Only text is carried over. Reproduce the entries below exactly.

#### DATA TO EXAMINE

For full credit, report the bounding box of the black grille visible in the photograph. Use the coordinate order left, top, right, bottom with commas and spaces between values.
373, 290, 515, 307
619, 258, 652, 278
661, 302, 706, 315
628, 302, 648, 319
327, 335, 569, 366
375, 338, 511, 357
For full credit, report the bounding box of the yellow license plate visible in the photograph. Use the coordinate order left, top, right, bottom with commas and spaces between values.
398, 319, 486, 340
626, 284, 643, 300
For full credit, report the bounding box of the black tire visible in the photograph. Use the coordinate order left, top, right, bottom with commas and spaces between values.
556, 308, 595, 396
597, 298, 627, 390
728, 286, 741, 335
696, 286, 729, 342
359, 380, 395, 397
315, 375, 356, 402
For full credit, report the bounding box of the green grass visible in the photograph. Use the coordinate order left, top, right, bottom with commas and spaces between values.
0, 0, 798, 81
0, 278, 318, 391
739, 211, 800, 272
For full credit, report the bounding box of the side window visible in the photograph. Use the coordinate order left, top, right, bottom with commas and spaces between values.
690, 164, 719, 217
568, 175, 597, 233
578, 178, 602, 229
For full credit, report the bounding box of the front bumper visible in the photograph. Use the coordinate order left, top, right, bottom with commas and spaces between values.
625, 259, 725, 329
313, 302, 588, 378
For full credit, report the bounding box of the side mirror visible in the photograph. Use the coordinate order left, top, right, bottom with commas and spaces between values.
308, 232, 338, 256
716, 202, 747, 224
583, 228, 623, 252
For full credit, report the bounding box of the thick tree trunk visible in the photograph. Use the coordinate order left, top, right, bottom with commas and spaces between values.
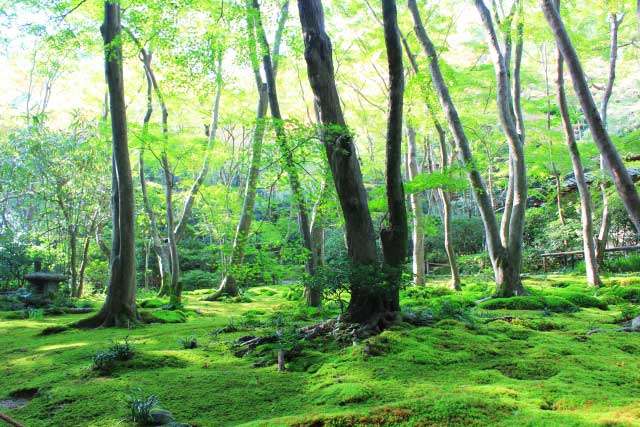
380, 0, 408, 312
541, 0, 640, 233
409, 0, 526, 297
299, 0, 386, 326
255, 0, 317, 291
76, 1, 137, 327
554, 12, 601, 286
406, 126, 425, 287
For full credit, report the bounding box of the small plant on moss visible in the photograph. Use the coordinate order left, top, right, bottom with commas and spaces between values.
124, 388, 159, 425
109, 336, 135, 361
614, 305, 640, 323
179, 336, 198, 349
28, 308, 44, 320
92, 350, 117, 373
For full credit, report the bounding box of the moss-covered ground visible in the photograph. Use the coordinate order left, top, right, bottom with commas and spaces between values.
1, 274, 639, 427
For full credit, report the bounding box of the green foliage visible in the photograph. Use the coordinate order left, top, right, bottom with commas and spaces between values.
604, 255, 640, 273
124, 389, 160, 426
180, 269, 219, 291
179, 336, 198, 349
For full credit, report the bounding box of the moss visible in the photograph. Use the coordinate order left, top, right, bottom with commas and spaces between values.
2, 277, 640, 427
139, 298, 169, 309
479, 296, 546, 311
141, 309, 187, 323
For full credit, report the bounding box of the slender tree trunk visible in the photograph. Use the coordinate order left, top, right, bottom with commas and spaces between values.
434, 126, 461, 290
255, 0, 318, 302
214, 2, 286, 300
541, 0, 640, 233
77, 209, 100, 297
596, 13, 624, 264
409, 0, 527, 297
554, 4, 601, 286
299, 0, 390, 327
306, 178, 329, 306
406, 126, 425, 287
76, 1, 137, 327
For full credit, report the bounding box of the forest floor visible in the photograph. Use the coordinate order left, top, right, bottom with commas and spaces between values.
1, 273, 640, 427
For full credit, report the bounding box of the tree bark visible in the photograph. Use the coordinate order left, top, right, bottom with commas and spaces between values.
541, 0, 640, 233
434, 125, 461, 290
554, 2, 601, 286
254, 0, 318, 303
76, 1, 137, 327
406, 125, 425, 287
408, 0, 526, 297
299, 0, 390, 326
215, 1, 286, 299
596, 13, 624, 264
380, 0, 408, 312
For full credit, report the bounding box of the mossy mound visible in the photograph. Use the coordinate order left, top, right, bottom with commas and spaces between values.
140, 309, 187, 323
478, 296, 577, 312
139, 298, 169, 309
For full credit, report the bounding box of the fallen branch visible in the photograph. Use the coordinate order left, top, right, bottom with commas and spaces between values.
0, 412, 27, 427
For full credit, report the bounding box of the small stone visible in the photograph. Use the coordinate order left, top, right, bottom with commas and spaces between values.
150, 409, 174, 425
631, 316, 640, 330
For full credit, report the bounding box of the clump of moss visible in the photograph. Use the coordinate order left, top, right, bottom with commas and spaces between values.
141, 309, 187, 323
479, 296, 577, 312
139, 298, 169, 309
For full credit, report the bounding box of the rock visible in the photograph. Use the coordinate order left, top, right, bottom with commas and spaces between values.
632, 316, 640, 330
150, 409, 174, 425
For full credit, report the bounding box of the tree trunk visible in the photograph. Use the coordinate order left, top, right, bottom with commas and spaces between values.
298, 0, 387, 326
306, 178, 329, 307
554, 5, 601, 286
596, 13, 624, 264
434, 126, 461, 290
409, 0, 526, 297
380, 0, 408, 313
541, 0, 640, 233
76, 1, 137, 327
406, 126, 425, 287
255, 0, 318, 291
215, 2, 287, 300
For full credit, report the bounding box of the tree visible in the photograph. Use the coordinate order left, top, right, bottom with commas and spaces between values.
554, 0, 601, 286
213, 0, 287, 301
298, 0, 389, 326
380, 0, 408, 308
408, 0, 527, 297
541, 0, 640, 233
76, 0, 137, 327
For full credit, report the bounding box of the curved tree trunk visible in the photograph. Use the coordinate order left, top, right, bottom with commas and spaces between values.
298, 0, 385, 326
214, 1, 287, 300
554, 2, 601, 286
76, 1, 137, 327
595, 13, 624, 265
541, 0, 640, 233
434, 124, 461, 290
254, 0, 319, 306
409, 0, 527, 297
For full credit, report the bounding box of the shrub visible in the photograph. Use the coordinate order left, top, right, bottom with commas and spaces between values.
124, 389, 159, 426
180, 269, 219, 291
92, 350, 117, 373
109, 337, 135, 361
604, 255, 640, 273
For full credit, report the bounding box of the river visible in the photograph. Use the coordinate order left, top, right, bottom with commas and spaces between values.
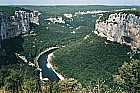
16, 47, 64, 81
36, 47, 64, 81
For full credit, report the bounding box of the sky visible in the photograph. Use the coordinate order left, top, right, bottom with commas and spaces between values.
0, 0, 140, 6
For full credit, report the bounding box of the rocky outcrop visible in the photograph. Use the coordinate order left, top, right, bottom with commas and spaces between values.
0, 10, 40, 47
95, 12, 140, 50
47, 16, 65, 24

########

EXPECTED OUTPUT
For full credit, report the bounding box of the black grille visible in the photograph. Use the coordinate order left, top, right, bottom with commas and spaces between values.
373, 290, 515, 307
619, 258, 652, 278
661, 302, 706, 315
628, 302, 648, 319
327, 335, 569, 366
375, 338, 511, 357
For full credit, report the bounding box of the yellow license plate visible in the photograph. Use the coordinate order left, top, right, bottom with commas and spaces between values.
398, 319, 486, 340
626, 284, 643, 300
For full credit, report the bounding box of the black tire visible in the photograph. Use the coordinate order left, top, right, bottom with commas and spaces between values.
556, 308, 595, 396
597, 298, 627, 390
728, 286, 741, 335
696, 286, 729, 342
359, 380, 395, 397
315, 375, 356, 402
For full credit, report the bounding box of the green grass visible in the photograph. Use the coordinate order left, top, right, bottom with commas and spaces between values.
0, 0, 798, 81
0, 278, 318, 391
739, 211, 800, 272
For full credit, report the bounding box of the side window visible in the photograph. Use the coordinate order left, top, right, bottom with commas and spaces between values.
690, 164, 719, 217
568, 175, 597, 233
578, 178, 602, 229
For full credit, report the bounding box of the front bumper visible in the photograph. Use the coordinate order left, top, right, bottom with commas and spaces between values.
625, 259, 725, 329
313, 302, 588, 378
For full credit, report the bounding box of the side mirror visible in the photograph. Use the coordinate order left, top, right, bottom with commas and spaces between values.
308, 232, 338, 256
716, 202, 747, 224
583, 228, 623, 252
For full credit, report the bounding box of the thick tree trunk visible in the photograph. Use the coordinate order left, top, right, bottom with commas and spaces between values.
380, 0, 408, 312
541, 0, 640, 233
409, 0, 526, 297
299, 0, 386, 326
255, 0, 317, 291
76, 1, 137, 327
554, 12, 601, 286
406, 126, 425, 287
For full credit, report the bounding box of the small plant on moss visible in the photograph. Use the coordinate order left, top, right, bottom with commas and spaces between values.
124, 388, 159, 425
109, 336, 135, 361
614, 305, 640, 323
179, 336, 198, 349
28, 308, 44, 320
92, 350, 117, 373
For full credit, report the bounding box of the moss-covered ground visible in the photograph. Use the coordinate order left, top, right, bottom with commas and spaces between values.
1, 274, 639, 427
For full credit, report the bounding box of the green foliage visible in the photograph. Use the coordinate order left, top, right, bottom with commas and spaces between values.
604, 255, 640, 273
124, 389, 160, 426
180, 269, 219, 291
179, 336, 198, 349
For full credit, report the bounding box of the moss visible in the photograph. Use the coordinate order left, top, right, bottom with commas and spaces between values.
2, 277, 640, 427
139, 298, 169, 309
479, 296, 546, 311
141, 309, 187, 323
For full credit, report the bounding box of the slender tree trunk visible in the photograph. Use the coordinate order left, top, right, bottom with commas and spaces between values.
434, 126, 461, 290
255, 0, 318, 302
214, 2, 286, 300
541, 0, 640, 233
77, 209, 100, 297
596, 13, 624, 264
409, 0, 527, 297
554, 4, 601, 286
299, 0, 390, 327
306, 178, 329, 306
406, 126, 425, 287
76, 1, 137, 327
For full credit, report the bounding box of the forest floor visible in the photograph. Use the coordinate order left, top, right, bottom with commas and spaces between values.
1, 273, 640, 427
For full credit, report the bounding box of the tree bark visible in the photograph. Use the coordinate order left, top, right, bottom with commas and spaces between values.
541, 0, 640, 233
434, 125, 461, 290
554, 2, 601, 286
254, 0, 318, 303
76, 1, 137, 327
406, 125, 425, 287
408, 0, 526, 297
299, 0, 390, 326
215, 1, 286, 299
596, 13, 624, 264
380, 0, 408, 312
For full credit, report the bounding box of the mossy mound visible in the photograph. Use the coordinate order left, top, right, bottom with commas and spaces between values.
140, 309, 187, 323
478, 296, 577, 312
139, 298, 169, 309
For full credit, report the bounding box of the fallen branch visible in the photograph. Use the coordinate order left, top, right, bottom with commas and spaces between values.
0, 412, 27, 427
For full credit, report the bounding box of the small stone visible in the photograph. Use the coordinate order left, top, right, bottom with commas and spaces between values.
150, 409, 174, 425
631, 316, 640, 330
For full credit, report the bounding box of the clump of moss visible in the photograph. Use the coordinate order left, top, right, bottom with commas and spaces between values.
141, 309, 187, 323
479, 296, 577, 312
139, 298, 169, 309
For full credit, report the bounding box of the rock visible in the photograph. Use the coordinate order left, top, right, bottom with commas and spaces between values.
632, 316, 640, 330
150, 409, 174, 425
For full credit, report the bounding box of the tree trunk visible in the photograph. Use the coordinate order left, top, right, bottom with commas and spaces between values.
298, 0, 387, 326
306, 178, 329, 307
554, 5, 601, 286
596, 13, 624, 264
434, 126, 461, 290
409, 0, 526, 297
380, 0, 408, 313
541, 0, 640, 233
76, 1, 137, 327
406, 126, 425, 287
255, 0, 318, 291
215, 2, 287, 300
For full credit, report the bounding box of the tree visible in the photograph. Use the coordinate order left, top, right, bottom with commas and spaces between values.
554, 0, 601, 286
213, 0, 287, 301
298, 0, 389, 326
380, 0, 408, 308
408, 0, 527, 297
541, 0, 640, 233
76, 0, 137, 327
For full credit, report the bounding box of the curved tree trunk visible in the photograph. Use the coordinate order left, top, right, bottom with commas and spaces between values.
298, 0, 385, 326
214, 1, 287, 300
554, 2, 601, 286
76, 1, 137, 327
595, 13, 624, 265
541, 0, 640, 233
434, 124, 461, 290
254, 0, 319, 306
409, 0, 527, 297
For full credit, report the bounding box of the shrub visible in the photograph. Use the coordinate order left, top, right, bottom with commas and spaces between values.
124, 389, 159, 426
180, 269, 219, 291
92, 350, 117, 373
109, 337, 135, 361
604, 255, 640, 273
For full credit, report the bounding box of the river visible in the photograph. Use the coordinate order left, top, right, bottom with commas and spaces between values.
16, 47, 64, 81
36, 47, 64, 81
For full credit, report the bounding box of the sky visible in the photograph. Use the coordinate order left, top, right, bottom with commas and spaces between values.
0, 0, 140, 6
For full credit, report the bounding box of the rocky outcrop visible in the photograph. Use the coordinate order left, top, right, bottom with commas and spaces between values.
0, 10, 40, 47
95, 12, 140, 50
47, 16, 65, 24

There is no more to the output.